Selected extract =>
Purpose: To critically review the risks and benefits of therapy for asymptomatic and symptomatic persons with gallstones who are considering therapy to prevent future episodes of biliary pain or complications including acute cholecystitis, pancreatitis, or gallbladder cancer.
Data Sources: Review of English-language literature regarding the natural history of persons with gallstones and the operative mortality rates for open cholecystectomy and laparoscopic cholecystectomy. Mathematical simulation modeling was used to derive estimates of lifetime risks for gallstone-related mortality and for life expectancy, for prophylactic cholecystectomy and expectant management, for men and women of different ages.

Problems to work on =>
1. Reproduce the stretch of the gallstone therapy review from "Purpose: To critically" through "or gallbladder cancer.".
2. Pick up the gallstone therapy review after its last sentence and extend it.

Given data =>

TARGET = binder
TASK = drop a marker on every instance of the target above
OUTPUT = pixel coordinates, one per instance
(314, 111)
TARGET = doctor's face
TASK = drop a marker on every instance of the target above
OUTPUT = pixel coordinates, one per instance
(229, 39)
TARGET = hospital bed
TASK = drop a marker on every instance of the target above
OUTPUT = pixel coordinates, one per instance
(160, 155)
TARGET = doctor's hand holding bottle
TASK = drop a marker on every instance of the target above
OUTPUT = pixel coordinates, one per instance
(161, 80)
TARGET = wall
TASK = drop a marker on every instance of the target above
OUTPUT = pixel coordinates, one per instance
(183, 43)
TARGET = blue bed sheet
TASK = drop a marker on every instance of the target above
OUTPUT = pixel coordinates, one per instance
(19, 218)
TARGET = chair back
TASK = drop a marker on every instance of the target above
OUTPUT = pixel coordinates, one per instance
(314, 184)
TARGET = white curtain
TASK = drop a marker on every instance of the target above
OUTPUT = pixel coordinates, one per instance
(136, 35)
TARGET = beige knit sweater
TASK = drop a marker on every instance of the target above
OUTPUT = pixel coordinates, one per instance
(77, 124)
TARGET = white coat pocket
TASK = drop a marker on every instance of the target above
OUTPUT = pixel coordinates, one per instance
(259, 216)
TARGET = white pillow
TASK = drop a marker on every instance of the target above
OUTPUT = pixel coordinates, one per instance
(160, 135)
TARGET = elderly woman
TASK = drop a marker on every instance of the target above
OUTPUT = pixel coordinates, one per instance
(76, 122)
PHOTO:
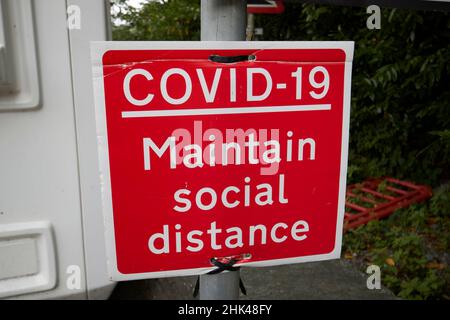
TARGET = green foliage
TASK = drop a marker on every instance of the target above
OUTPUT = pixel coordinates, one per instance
(410, 247)
(400, 116)
(157, 20)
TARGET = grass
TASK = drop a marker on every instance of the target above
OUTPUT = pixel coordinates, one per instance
(411, 247)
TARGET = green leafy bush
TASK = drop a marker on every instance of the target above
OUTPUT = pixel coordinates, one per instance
(411, 247)
(400, 115)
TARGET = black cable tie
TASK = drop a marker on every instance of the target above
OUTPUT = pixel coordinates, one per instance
(231, 59)
(221, 267)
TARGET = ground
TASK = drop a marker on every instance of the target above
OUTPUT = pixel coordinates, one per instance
(336, 279)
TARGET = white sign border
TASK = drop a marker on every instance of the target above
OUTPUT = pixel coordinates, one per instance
(99, 48)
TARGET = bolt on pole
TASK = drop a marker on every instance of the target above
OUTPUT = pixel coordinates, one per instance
(222, 20)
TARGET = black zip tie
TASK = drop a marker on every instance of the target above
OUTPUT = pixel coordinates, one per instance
(231, 59)
(221, 267)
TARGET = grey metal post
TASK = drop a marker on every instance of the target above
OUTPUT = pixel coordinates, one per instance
(222, 20)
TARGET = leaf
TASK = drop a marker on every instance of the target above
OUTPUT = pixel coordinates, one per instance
(390, 262)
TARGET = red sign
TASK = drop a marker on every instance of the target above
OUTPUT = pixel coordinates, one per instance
(213, 149)
(265, 6)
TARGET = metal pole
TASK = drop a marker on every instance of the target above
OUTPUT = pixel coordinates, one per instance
(222, 20)
(250, 26)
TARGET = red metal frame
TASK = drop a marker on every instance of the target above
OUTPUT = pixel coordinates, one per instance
(378, 198)
(271, 7)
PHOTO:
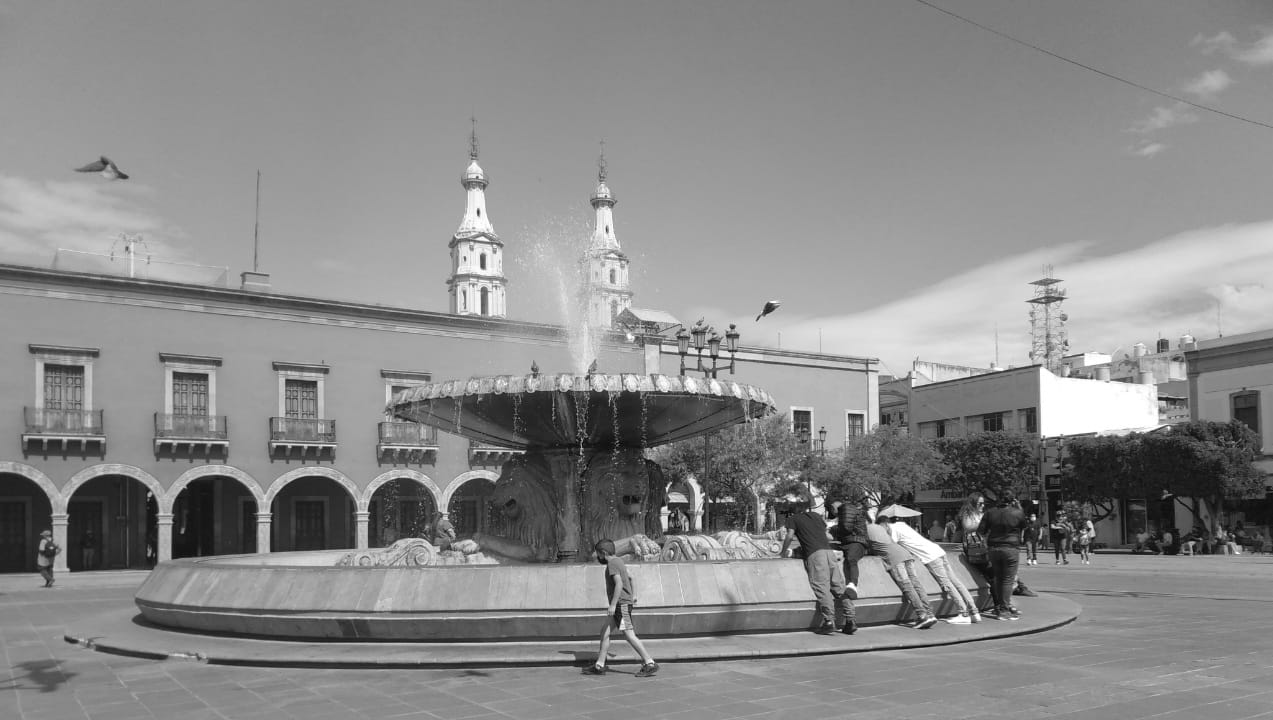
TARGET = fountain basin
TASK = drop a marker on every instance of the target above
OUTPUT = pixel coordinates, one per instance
(299, 595)
(582, 411)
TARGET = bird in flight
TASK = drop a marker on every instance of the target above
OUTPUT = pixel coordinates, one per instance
(769, 307)
(103, 166)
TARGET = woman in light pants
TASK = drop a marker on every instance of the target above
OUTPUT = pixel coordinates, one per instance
(940, 567)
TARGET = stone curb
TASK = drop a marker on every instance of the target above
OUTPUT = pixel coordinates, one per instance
(125, 632)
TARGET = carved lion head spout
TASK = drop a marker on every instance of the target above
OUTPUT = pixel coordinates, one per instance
(621, 495)
(525, 504)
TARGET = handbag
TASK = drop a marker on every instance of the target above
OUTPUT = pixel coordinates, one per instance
(974, 547)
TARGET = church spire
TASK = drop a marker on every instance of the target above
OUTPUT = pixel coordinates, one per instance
(476, 284)
(606, 266)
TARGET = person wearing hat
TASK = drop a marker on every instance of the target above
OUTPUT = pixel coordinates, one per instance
(45, 553)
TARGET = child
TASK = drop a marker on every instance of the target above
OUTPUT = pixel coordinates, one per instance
(619, 590)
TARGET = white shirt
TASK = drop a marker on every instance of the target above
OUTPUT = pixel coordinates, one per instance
(923, 548)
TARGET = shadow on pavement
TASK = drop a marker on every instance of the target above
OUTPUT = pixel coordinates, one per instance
(45, 676)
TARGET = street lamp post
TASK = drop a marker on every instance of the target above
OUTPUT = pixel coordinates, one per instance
(698, 336)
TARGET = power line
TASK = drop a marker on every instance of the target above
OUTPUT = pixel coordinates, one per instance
(1099, 71)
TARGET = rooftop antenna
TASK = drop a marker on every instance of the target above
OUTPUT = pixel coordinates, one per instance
(256, 230)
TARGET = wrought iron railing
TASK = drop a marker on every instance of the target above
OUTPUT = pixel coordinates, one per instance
(191, 426)
(411, 434)
(302, 430)
(45, 421)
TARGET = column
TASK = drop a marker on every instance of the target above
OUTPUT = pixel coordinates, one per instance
(163, 532)
(262, 532)
(60, 520)
(360, 541)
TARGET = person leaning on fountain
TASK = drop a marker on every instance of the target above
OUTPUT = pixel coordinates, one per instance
(901, 567)
(825, 576)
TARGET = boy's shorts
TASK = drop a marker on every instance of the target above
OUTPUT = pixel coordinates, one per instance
(623, 617)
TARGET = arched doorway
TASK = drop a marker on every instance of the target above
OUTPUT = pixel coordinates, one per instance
(312, 512)
(213, 515)
(116, 517)
(401, 508)
(26, 510)
(471, 509)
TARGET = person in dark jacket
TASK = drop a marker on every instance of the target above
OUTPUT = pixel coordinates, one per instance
(1001, 527)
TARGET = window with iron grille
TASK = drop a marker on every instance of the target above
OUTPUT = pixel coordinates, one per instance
(301, 400)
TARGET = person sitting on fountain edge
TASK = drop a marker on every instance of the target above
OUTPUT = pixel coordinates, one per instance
(825, 576)
(623, 595)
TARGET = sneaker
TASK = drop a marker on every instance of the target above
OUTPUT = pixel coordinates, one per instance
(647, 669)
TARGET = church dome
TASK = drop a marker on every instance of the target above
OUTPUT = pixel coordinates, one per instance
(474, 173)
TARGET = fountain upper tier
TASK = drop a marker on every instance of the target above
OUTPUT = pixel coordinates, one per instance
(591, 411)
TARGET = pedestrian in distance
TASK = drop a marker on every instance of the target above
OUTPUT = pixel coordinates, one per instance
(933, 557)
(88, 550)
(825, 576)
(1061, 532)
(1001, 527)
(901, 567)
(1031, 538)
(619, 616)
(45, 553)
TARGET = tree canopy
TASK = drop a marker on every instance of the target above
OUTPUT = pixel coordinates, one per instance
(993, 463)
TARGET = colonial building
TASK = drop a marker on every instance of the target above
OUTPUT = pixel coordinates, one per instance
(176, 420)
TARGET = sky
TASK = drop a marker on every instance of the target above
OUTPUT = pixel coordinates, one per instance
(894, 176)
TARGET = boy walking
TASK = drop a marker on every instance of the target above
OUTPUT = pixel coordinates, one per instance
(619, 590)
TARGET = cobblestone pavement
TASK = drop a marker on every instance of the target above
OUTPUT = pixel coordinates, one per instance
(1159, 637)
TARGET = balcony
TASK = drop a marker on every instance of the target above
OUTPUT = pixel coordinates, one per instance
(488, 454)
(303, 435)
(63, 430)
(406, 442)
(192, 434)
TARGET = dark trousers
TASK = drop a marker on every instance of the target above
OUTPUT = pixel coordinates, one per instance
(1003, 561)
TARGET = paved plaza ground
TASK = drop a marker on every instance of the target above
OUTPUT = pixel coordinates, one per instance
(1188, 637)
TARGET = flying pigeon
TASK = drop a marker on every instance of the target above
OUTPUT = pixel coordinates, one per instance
(103, 166)
(769, 307)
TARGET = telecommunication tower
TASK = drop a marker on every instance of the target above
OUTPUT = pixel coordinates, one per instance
(1048, 340)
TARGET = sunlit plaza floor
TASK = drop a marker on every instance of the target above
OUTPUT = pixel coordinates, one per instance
(1157, 637)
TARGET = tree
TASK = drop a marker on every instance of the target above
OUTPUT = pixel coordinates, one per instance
(1096, 472)
(1206, 462)
(744, 463)
(992, 463)
(885, 466)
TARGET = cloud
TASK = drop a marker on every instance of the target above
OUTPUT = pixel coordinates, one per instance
(1147, 149)
(1208, 84)
(1193, 283)
(1164, 117)
(41, 220)
(1259, 52)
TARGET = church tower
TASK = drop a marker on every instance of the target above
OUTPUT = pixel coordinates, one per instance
(606, 266)
(476, 284)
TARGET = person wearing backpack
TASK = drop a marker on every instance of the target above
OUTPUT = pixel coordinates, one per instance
(45, 555)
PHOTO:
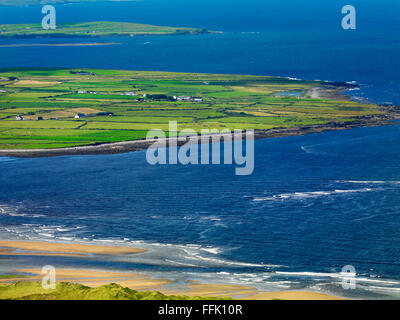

Your responses =>
1.
Purpose: To critically review the risks and benefits of therapy for asymptomatic and symptomatic persons with gallstones who are considering therapy to prevent future episodes of biliary pain or complications including acute cholecystitis, pancreatitis, or gallbladder cancer.

2.
Results: For persons with asymptomatic gallstones, natural history is so benign that treatment is generally not recommended. For persons with symptomatic gallstones, (that is, that have caused an episode of biliary pain), the rate for subsequent pain is high so that many persons probably choose cholecystectomy to avoid pain; however, about 30% of persons who have had pain do not have further episodes of pain. The expected loss of life for persons with symptomatic stones managed expectantly is roughly several months, on average, and may not be considered high enough in itself to warrant therapy. Although laparoscopic cholecystectomy has become popular with patients and physicians, its safety is yet unknown compared with open cholecystectomy.
Conclusion: Prophylactic cholecystectomy should be recommended for most persons with symptomatic gallstones unless the person wants to try a period of watchful waiting to see if pain recurs. Nonsurgical therapy may be suitable for persons with high operative risk. For persons with asymptomatic gallstones, watchful waiting is the best course.